Required action. What are the lines from the top of the entries below through the line containing "Guideline: for each instance of the green tree, put"? Return them exactly, both ends included, without the pictures.

Stored items from a collection

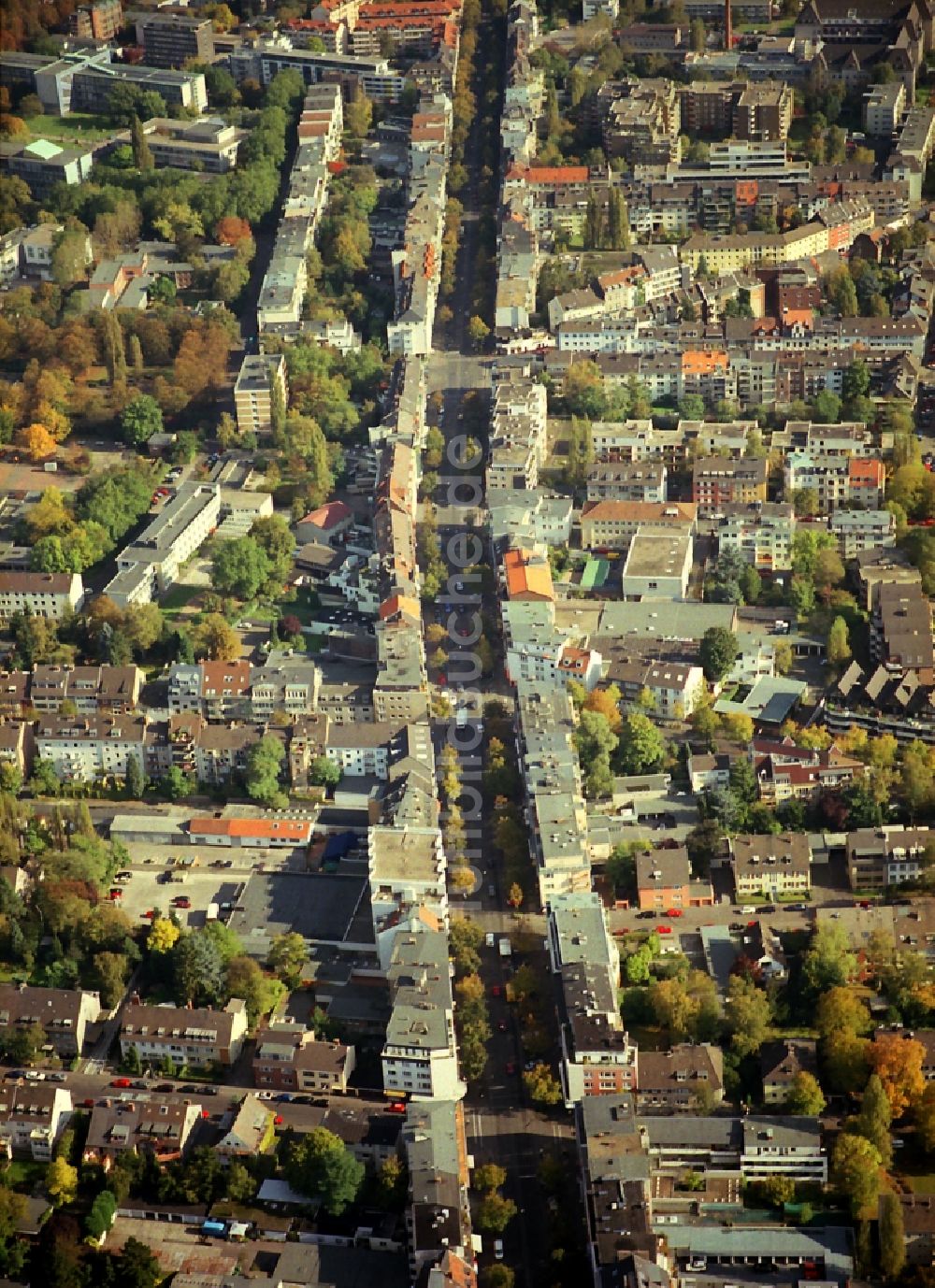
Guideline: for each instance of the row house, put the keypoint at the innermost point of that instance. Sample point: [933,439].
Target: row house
[717,482]
[761,532]
[419,1053]
[160,1127]
[290,1058]
[611,524]
[597,1053]
[64,1014]
[194,1038]
[839,482]
[33,1117]
[770,865]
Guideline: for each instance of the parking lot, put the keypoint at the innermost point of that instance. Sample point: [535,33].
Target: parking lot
[217,876]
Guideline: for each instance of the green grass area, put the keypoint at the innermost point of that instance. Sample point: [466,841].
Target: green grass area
[180,596]
[68,129]
[22,1175]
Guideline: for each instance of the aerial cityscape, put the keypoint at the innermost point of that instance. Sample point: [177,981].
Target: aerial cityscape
[467,650]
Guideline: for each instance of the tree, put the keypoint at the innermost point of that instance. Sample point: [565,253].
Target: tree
[488,1178]
[856,1172]
[747,1012]
[239,567]
[324,772]
[478,331]
[641,749]
[805,1095]
[898,1062]
[891,1233]
[101,1216]
[287,957]
[874,1118]
[717,651]
[36,442]
[498,1275]
[140,419]
[61,1182]
[265,763]
[142,152]
[321,1166]
[136,779]
[542,1086]
[494,1213]
[829,961]
[839,647]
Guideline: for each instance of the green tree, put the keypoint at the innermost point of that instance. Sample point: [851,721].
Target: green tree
[287,958]
[61,1182]
[494,1213]
[265,763]
[239,567]
[874,1118]
[891,1236]
[101,1215]
[805,1095]
[856,1172]
[321,1166]
[142,152]
[136,779]
[641,749]
[717,651]
[747,1012]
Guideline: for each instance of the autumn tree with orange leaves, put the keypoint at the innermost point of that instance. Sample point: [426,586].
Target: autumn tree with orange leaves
[898,1063]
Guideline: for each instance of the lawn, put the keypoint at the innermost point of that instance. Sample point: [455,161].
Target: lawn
[22,1175]
[75,128]
[180,596]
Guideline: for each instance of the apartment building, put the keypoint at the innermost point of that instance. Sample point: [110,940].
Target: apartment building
[170,40]
[657,565]
[41,594]
[150,565]
[99,21]
[717,482]
[597,1058]
[627,480]
[259,375]
[157,1126]
[763,112]
[611,524]
[208,145]
[290,1058]
[33,1117]
[285,683]
[838,480]
[85,749]
[680,1080]
[406,871]
[887,855]
[92,689]
[761,532]
[420,1052]
[197,1038]
[770,865]
[856,531]
[64,1014]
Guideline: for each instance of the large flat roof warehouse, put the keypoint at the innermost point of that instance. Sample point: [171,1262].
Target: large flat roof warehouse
[318,907]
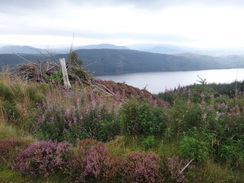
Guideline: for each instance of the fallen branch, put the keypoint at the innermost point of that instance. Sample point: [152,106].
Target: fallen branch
[186,165]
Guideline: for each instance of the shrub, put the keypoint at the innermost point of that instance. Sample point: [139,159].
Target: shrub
[138,167]
[173,168]
[100,124]
[9,149]
[149,142]
[92,161]
[142,118]
[194,148]
[43,158]
[55,123]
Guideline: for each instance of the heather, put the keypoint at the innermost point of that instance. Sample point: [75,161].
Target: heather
[93,134]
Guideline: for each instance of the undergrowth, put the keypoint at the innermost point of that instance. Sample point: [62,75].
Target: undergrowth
[46,131]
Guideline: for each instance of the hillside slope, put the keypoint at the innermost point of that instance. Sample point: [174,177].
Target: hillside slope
[120,61]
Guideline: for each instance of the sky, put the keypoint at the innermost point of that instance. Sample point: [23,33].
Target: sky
[59,23]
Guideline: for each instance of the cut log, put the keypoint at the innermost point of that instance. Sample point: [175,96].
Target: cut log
[67,84]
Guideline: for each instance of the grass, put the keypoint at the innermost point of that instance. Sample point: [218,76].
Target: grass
[26,95]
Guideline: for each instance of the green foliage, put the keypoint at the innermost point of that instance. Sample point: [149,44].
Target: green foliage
[58,124]
[56,77]
[142,118]
[73,59]
[149,142]
[194,149]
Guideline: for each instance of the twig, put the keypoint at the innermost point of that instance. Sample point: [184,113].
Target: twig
[186,165]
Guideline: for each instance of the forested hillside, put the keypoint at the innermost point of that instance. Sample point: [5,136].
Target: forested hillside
[119,61]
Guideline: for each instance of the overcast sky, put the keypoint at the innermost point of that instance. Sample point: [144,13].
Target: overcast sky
[51,23]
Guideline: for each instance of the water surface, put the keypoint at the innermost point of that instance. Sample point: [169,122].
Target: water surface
[156,82]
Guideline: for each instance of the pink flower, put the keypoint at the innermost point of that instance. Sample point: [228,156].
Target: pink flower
[202,94]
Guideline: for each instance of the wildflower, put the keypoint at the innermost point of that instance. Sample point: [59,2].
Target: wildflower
[203,102]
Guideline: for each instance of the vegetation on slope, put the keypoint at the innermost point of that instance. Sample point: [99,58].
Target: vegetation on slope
[48,134]
[112,61]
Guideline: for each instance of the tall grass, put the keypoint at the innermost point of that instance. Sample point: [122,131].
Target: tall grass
[200,125]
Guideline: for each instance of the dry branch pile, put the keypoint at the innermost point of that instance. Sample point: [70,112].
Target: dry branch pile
[38,72]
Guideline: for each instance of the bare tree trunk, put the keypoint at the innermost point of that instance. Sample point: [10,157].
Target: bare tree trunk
[67,84]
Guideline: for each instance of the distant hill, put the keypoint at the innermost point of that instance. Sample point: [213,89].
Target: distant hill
[102,46]
[19,49]
[120,61]
[110,61]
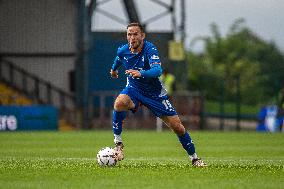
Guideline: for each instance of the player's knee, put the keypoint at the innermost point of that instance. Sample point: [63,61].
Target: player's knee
[178,129]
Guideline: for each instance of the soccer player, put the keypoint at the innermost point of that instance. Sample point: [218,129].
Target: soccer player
[143,68]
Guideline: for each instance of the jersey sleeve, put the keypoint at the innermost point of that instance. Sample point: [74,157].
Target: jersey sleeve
[153,55]
[117,61]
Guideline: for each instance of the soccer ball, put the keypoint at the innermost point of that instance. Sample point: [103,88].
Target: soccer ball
[106,157]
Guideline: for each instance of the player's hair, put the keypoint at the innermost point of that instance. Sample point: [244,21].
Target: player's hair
[136,24]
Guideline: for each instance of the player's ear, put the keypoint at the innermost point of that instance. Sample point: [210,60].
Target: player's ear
[143,35]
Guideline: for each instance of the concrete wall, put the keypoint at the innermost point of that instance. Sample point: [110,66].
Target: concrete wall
[40,26]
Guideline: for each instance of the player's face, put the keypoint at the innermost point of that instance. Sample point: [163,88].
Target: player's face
[135,37]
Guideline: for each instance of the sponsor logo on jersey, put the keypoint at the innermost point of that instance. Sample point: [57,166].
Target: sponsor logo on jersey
[155,57]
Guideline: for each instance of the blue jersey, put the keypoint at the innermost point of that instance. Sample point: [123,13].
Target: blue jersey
[142,60]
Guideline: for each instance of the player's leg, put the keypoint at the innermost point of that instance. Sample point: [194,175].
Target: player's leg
[175,124]
[122,103]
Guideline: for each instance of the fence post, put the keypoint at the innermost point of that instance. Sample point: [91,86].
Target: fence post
[222,110]
[238,103]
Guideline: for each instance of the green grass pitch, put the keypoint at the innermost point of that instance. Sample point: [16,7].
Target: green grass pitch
[152,160]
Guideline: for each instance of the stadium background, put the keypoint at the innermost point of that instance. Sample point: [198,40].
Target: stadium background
[51,55]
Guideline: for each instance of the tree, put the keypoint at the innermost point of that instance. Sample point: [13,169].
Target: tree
[241,53]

Your solution.
Guideline: for each instance of the row house, put the keypoint at the innermost point of that instance. Sample point: [933,439].
Target: row house
[717,482]
[761,532]
[419,1053]
[160,1127]
[290,1058]
[611,524]
[597,1053]
[64,1014]
[194,1038]
[839,482]
[33,1117]
[770,865]
Guideline: for each instance of the parking lot, put the keypoint at the innermost point of that instance. Sample point: [535,33].
Target: parking lot
[217,876]
Guideline: for each instance of the green grass area, put the keypoint at the innermost point of that instance. Sample point: [466,841].
Target: green grass area
[180,596]
[68,129]
[22,1175]
Guideline: for each instance of the aerial cityscape, put the keypoint at the innermost point of that instance. Sample point: [177,981].
Target: aerial cityscape
[467,650]
Guideline: for each instance of the tree, put the keypoint at the innermost point of that instance. Sample point: [565,253].
Target: tree
[488,1178]
[856,1172]
[747,1012]
[239,567]
[324,772]
[478,331]
[641,749]
[805,1095]
[898,1062]
[891,1233]
[101,1216]
[287,957]
[874,1118]
[717,651]
[36,442]
[498,1275]
[140,419]
[61,1182]
[265,763]
[142,152]
[321,1166]
[136,779]
[542,1086]
[494,1213]
[829,961]
[839,647]
Guideline: for each instance of the green tree, put the keypoint at the innermost point of that instance. Sample point: [851,721].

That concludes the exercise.